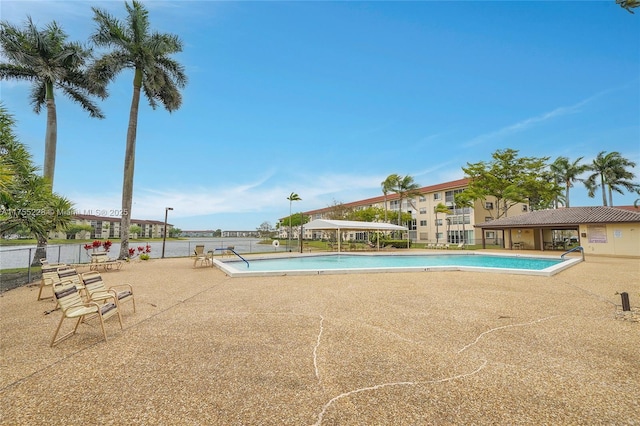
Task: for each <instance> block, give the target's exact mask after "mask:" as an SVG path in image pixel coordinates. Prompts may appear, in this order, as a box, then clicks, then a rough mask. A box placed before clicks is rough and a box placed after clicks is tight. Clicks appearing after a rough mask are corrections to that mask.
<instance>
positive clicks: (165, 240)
mask: <svg viewBox="0 0 640 426" xmlns="http://www.w3.org/2000/svg"><path fill="white" fill-rule="evenodd" d="M169 210H173V207H165V208H164V232H163V233H162V258H163V259H164V245H165V243H166V241H167V216H168V215H169Z"/></svg>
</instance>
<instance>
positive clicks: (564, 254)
mask: <svg viewBox="0 0 640 426" xmlns="http://www.w3.org/2000/svg"><path fill="white" fill-rule="evenodd" d="M577 250H580V251H581V252H582V261H583V262H584V247H582V246H577V247H574V248H572V249H571V250H567V251H565V252H564V253H562V255H561V256H560V259H562V260H564V257H565V256H566V255H567V254H569V253H571V252H572V251H577Z"/></svg>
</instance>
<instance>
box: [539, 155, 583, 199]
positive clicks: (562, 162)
mask: <svg viewBox="0 0 640 426" xmlns="http://www.w3.org/2000/svg"><path fill="white" fill-rule="evenodd" d="M583 158H584V157H579V158H578V159H576V160H575V161H573V162H571V161H569V159H568V158H567V157H558V158H556V160H555V161H554V162H553V163H551V166H550V167H549V168H550V169H551V173H553V175H554V176H555V178H556V181H557V182H558V183H560V184H563V185H564V201H565V207H570V206H569V188H571V187H572V186H573V183H574V182H576V181H579V182H582V181H583V180H582V179H580V178H579V177H578V176H580V175H581V174H582V173H584V172H586V171H587V170H588V169H589V166H588V165H587V164H580V161H582V159H583Z"/></svg>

#### Assigned task:
Extract each line of the items that contains the string "mask".

#### Solution for this task:
Task: for each <instance> block, give the target's exact mask after "mask:" as an SVG path in image pixel coordinates. Prompts may appear, in this order, as a box, then clicks, then a rough mask. A box placed before clicks is rough and a box placed after clicks is tight. Clicks appearing after a rough mask are corrections to that mask.
mask: <svg viewBox="0 0 640 426" xmlns="http://www.w3.org/2000/svg"><path fill="white" fill-rule="evenodd" d="M169 210H173V207H165V208H164V232H163V233H162V258H163V259H164V245H165V243H166V241H167V216H168V215H169Z"/></svg>
mask: <svg viewBox="0 0 640 426" xmlns="http://www.w3.org/2000/svg"><path fill="white" fill-rule="evenodd" d="M577 250H580V251H581V252H582V261H583V262H584V247H582V246H577V247H574V248H572V249H571V250H567V251H565V252H564V253H562V255H561V256H560V259H562V260H564V257H565V256H566V255H567V254H569V253H571V252H572V251H577Z"/></svg>
mask: <svg viewBox="0 0 640 426" xmlns="http://www.w3.org/2000/svg"><path fill="white" fill-rule="evenodd" d="M583 158H584V157H579V158H578V159H576V160H575V161H573V162H571V161H569V159H568V158H567V157H558V158H556V160H555V161H554V162H553V163H551V166H550V167H549V168H550V169H551V173H553V175H554V176H555V178H556V181H557V182H558V183H560V184H563V185H564V201H565V207H570V206H569V188H571V187H572V186H573V183H574V182H576V181H579V182H582V181H583V180H582V179H580V178H579V177H578V176H580V175H581V174H582V173H584V172H586V171H587V170H588V169H589V166H588V165H587V164H580V161H582V159H583Z"/></svg>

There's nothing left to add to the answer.